L’envol saboté d’Alcatel Alsthom
Avec L’envol saboté d’Alcatel Alsthom, Pierre Suard nous fait revivre la prodigieuse épopée industrielle dont il fut le héros. Il nous dévoile, aussi, les dessous de l’affaire incroyable qui l’obligea à quitter le Groupe. Enfin, ses commentaires sur la présentation des comptes après son départ et la nouvelle stratégie mise en œuvre intéresseront ceux qui s’affligent des cours de Bourse d’Alcatel.
En 1973, Pierre Suard lie son destin à celui de la Compagnie Générale d’Électricité. Il prend ses premiers commandements dans le secteur de l’ingénierie. Très vite, il est nommé à la tête du secteur des câbles qu’il transforme profondément, modernise, revitalise, développe et propulse sur la scène internationale.
Appelé ensuite à diriger le domaine des télécommunications, il mène à bien, dans un contexte français difficile, la fusion de ses activités avec celles de Thomson-Télécom, fusion considérée comme une des grandes réussites industrielles de l’époque.
Dans l’exercice de ces diverses responsabilités, il démontre ses capacités exceptionnelles de chef d’entreprise et son aptitude à maîtriser les problèmes complexes. Il se qualifie donc pour accéder, par le mérite, à la plus haute fonction de la CGE.
La Présidence de la Compagnie lui est confiée en 1986. Sans prendre le temps de s’installer dans son fauteuil, il boucle l’accord historique avec ITT et donne à son Groupe la position de n° 2 mondial dans l’industrie des télécommunications et de n° 1 mondial dans celle des câbles. Puis il conduit avec la CGE l’une des premières dénationalisations.

— RELEVÉS DE DONNÉES —
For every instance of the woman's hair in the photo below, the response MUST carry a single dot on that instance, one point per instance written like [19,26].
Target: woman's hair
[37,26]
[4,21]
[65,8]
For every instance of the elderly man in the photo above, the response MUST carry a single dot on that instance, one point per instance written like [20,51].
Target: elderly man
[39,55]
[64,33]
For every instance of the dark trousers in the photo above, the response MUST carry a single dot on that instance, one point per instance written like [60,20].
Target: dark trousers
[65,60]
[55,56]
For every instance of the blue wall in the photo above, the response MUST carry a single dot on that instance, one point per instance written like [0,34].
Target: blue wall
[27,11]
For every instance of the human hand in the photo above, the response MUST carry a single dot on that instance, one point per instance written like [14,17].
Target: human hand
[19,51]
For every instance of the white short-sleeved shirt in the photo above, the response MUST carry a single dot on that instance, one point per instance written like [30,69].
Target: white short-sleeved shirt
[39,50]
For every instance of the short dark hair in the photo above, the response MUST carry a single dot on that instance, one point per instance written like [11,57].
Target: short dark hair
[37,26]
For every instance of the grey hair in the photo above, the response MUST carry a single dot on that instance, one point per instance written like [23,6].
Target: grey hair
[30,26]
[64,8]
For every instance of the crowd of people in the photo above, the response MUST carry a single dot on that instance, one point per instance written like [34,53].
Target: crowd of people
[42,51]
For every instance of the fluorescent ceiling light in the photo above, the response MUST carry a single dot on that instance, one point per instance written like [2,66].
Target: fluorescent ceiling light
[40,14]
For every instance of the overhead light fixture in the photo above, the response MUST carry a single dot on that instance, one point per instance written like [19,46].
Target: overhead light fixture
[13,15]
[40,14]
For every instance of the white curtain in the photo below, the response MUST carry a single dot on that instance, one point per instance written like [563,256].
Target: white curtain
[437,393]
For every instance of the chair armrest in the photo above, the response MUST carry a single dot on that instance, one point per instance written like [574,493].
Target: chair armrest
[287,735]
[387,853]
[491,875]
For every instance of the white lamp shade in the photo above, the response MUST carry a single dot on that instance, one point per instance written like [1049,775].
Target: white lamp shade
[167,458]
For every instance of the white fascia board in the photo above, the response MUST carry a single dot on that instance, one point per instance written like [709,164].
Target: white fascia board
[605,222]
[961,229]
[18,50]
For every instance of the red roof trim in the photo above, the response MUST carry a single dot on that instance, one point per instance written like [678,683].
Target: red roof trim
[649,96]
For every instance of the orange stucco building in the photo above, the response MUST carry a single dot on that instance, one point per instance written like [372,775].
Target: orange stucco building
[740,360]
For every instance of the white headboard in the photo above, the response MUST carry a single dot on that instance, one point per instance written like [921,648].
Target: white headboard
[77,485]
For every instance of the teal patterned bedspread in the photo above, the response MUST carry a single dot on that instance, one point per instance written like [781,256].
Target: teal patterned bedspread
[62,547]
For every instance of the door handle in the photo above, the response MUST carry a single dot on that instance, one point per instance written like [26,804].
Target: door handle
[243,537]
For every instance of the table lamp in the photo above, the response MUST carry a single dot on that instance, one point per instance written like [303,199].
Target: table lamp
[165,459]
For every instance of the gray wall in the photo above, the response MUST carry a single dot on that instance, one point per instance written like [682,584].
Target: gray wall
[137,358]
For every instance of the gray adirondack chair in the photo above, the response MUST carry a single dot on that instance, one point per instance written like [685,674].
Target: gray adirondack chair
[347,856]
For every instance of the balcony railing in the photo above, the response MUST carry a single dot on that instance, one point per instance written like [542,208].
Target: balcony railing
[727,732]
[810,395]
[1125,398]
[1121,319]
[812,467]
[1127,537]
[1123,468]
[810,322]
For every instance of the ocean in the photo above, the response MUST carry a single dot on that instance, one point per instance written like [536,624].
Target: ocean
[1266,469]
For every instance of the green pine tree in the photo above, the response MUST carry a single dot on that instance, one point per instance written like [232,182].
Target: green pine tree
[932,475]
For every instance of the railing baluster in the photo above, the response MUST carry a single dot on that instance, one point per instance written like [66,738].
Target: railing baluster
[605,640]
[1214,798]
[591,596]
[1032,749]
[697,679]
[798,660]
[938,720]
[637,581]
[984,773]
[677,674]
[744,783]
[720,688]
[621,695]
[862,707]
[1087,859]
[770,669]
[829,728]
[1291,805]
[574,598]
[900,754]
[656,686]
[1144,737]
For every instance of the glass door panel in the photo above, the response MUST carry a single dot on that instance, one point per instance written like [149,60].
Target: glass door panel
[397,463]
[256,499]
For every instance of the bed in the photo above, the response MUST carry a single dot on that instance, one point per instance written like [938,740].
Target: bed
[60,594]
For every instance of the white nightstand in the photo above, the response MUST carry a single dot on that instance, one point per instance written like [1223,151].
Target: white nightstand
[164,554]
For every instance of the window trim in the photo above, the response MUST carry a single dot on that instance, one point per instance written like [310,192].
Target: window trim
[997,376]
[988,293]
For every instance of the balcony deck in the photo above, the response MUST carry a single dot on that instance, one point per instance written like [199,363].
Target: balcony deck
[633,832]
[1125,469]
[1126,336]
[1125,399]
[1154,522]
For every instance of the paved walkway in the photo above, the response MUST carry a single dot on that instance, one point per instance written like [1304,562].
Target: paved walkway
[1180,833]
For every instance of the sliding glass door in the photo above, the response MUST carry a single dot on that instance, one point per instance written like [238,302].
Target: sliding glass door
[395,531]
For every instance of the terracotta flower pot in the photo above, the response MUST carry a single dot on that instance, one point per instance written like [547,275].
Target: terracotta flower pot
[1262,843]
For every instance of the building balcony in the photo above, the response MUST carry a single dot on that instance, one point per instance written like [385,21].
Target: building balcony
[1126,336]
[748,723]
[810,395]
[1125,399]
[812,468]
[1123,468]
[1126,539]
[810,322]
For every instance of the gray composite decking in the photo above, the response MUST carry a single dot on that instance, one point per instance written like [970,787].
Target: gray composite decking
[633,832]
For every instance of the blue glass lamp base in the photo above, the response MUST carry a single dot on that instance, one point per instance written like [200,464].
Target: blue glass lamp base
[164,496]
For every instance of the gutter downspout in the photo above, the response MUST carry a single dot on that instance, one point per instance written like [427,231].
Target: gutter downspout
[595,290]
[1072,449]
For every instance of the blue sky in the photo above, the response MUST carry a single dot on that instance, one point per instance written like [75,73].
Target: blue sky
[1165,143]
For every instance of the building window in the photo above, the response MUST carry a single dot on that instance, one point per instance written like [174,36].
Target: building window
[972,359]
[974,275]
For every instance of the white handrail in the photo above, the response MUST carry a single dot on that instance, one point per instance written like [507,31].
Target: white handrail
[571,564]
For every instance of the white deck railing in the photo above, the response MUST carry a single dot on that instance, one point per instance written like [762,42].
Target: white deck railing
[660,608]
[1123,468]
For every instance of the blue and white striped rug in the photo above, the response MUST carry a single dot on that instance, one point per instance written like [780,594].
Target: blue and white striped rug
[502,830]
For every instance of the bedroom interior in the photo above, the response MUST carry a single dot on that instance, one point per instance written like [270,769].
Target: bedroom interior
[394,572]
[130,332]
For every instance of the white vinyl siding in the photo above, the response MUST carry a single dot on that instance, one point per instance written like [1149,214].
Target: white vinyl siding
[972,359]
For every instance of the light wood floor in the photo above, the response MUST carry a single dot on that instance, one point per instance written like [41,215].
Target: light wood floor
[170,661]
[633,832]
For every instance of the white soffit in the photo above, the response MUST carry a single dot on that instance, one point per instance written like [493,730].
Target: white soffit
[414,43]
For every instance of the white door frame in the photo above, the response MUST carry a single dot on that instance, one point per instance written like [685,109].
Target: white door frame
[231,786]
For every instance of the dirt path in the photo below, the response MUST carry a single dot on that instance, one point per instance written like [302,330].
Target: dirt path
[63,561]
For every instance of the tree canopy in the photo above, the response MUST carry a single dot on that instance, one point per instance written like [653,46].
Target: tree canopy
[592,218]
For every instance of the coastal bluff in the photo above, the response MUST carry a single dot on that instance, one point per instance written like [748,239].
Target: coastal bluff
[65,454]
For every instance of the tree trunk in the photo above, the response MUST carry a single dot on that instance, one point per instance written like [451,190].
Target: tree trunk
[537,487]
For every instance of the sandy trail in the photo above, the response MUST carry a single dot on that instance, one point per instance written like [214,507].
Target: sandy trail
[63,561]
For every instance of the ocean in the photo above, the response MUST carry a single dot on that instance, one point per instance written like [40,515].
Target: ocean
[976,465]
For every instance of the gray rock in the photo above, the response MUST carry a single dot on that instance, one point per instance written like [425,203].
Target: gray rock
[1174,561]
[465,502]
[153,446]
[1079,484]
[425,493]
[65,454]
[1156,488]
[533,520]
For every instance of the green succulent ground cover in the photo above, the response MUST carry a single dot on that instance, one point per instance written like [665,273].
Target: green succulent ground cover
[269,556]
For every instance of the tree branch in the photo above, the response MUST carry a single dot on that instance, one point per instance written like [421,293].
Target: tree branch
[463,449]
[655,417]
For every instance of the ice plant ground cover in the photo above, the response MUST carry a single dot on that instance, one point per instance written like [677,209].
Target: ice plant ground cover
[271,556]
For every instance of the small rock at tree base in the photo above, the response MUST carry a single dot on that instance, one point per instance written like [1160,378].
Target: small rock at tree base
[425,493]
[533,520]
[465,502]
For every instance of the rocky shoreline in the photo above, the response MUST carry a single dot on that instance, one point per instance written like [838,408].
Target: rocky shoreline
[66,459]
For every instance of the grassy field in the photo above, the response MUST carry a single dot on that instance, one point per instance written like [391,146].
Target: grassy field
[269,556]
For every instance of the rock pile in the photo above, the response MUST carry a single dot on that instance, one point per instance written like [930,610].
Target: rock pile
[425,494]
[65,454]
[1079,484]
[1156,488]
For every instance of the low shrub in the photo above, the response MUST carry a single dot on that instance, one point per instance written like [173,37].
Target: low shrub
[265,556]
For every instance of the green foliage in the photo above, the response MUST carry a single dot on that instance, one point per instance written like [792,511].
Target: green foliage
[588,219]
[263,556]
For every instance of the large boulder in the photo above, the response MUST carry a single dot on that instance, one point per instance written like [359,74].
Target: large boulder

— CONSIGNES —
a: Repérez dans la liste chaque ligne qui contient le mot « light » en tenant compte de la casse, puis recopiez ces lignes.
b: Poursuivez, s'il vous plaît, le texte sur la carrière de Pierre Suard à la CGE après sa dernière phrase.

— RÉPONSES DANS L'ORDRE —
a:
For every instance of the fluorescent ceiling light in the photo above, the response MUST carry a single dot on that instance, one point per instance written like [2,66].
Target: fluorescent ceiling light
For every instance of the overhead light fixture in the photo above, the response MUST carry a single dot on that instance, one point per instance written like [19,46].
Target: overhead light fixture
For every instance of the light wood floor in the photo above, the response MUST carry a single dot on that instance, one point per instance written like [41,215].
Target: light wood floor

b:
Regrouper rapidement les activités de CGE et ITT pour en rationaliser l’ensemble et en dégager les synergies constitue un enjeu majeur pour l’avenir du Groupe. Cette tâche apparaît colossale et non exempte de risque. Animées par Pierre Suard les équipes s’y attellent et réussissent audelà de toute espérance.
Après d’autres opérations ou accords stratégiques, notamment la constitution de GEC Alsthom, la configuration et l’assise du Groupe répondent aux objectifs que le Président s’était fixés. Le nom d’Alcatel Alsthom est lancé.
Le monde de l’économie bouge et les sociétés qui n’avancent pas reculent. Alcatel Alsthom impose sa présence sur tous les fronts. Le Groupe se développe encore aux États-Unis et en Europe, s’installe en force dans les pays d’Amérique latine, en Europe de l’Est et en Chine où ses filiales deviennent des acteurs majeurs dans l’industrie locale. Ses techniques rayonnent sur la planète et s’illustrent, par exemple, dans le TGV, les grands paquebots, la téléphonie mobile et le procédé ADSL. Le Groupe devient n° 1 mondial de l’industrie des télécommunications et se diversifie dans les services et la communication.
En 1993, Alcatel Alsthom pèse près de 160 milliards de chiffre d’affaires et génère le meilleur résultat des entreprises françaises. L’œuvre accomplie est immense et, en tout point, suscite l’admiration.
Pierre Suard prend place parmi les plus grands patrons industriels de notre époque.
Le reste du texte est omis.